• REQUIRED ACTION: What you return must be the lines from the first one below through the one containing "[[409, 100], [34, 61], [86, 274]]", exactly and with pictures excluded.

Items from a data source
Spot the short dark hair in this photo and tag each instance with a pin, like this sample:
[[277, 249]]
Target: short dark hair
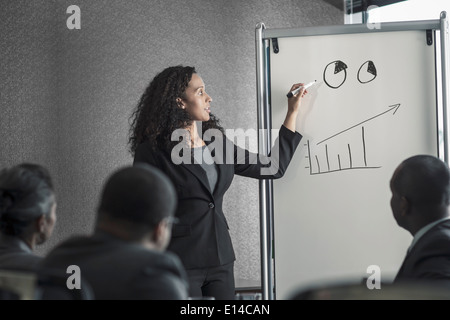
[[26, 193], [140, 194], [424, 180]]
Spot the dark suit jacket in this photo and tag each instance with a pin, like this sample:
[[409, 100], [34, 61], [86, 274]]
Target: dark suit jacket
[[16, 255], [429, 259], [201, 238], [120, 270]]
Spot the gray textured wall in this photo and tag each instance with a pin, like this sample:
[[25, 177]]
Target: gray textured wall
[[66, 95]]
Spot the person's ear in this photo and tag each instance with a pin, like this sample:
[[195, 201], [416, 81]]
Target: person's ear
[[405, 206], [40, 223], [180, 103]]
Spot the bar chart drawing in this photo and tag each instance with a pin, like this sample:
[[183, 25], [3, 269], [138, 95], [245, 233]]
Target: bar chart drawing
[[322, 157]]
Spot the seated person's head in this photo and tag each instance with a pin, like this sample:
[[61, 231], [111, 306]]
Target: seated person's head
[[27, 203], [137, 204], [420, 192]]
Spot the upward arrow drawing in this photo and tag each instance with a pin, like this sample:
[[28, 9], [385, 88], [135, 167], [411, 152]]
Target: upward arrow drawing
[[393, 107]]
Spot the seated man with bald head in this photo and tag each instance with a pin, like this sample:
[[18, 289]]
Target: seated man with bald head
[[125, 258], [420, 189]]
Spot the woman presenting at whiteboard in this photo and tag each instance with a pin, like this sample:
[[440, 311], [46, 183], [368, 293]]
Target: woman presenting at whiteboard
[[173, 129]]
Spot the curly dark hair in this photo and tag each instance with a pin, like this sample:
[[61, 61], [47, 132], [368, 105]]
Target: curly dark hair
[[158, 114]]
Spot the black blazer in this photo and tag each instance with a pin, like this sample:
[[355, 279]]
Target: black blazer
[[119, 270], [429, 259], [201, 238]]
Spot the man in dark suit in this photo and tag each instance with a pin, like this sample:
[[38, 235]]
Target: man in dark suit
[[125, 258], [420, 198]]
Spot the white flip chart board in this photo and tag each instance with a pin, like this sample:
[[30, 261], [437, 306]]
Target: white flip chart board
[[374, 105]]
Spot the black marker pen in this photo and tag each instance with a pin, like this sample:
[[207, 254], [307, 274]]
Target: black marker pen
[[294, 92]]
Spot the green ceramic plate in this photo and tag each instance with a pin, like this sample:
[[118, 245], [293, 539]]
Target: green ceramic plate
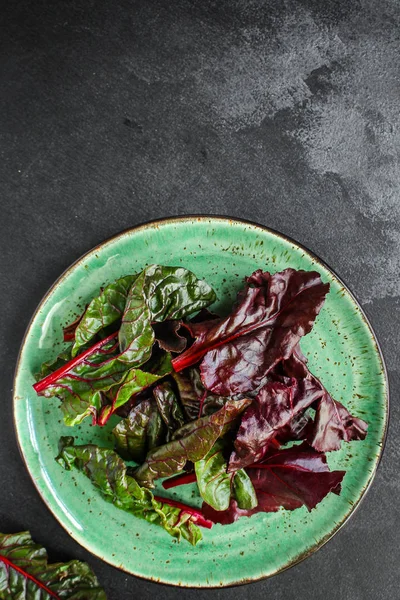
[[342, 351]]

• WRITTEN ANSWER:
Spot the short dark hair in this photo and tag each instance with a pin, like this sample:
[[277, 249]]
Target: short dark hair
[[26, 193], [140, 194], [424, 180]]
Spot the dark suit jacket in this photo and tag each instance with a pin, like this sample:
[[409, 100], [34, 61], [86, 274]]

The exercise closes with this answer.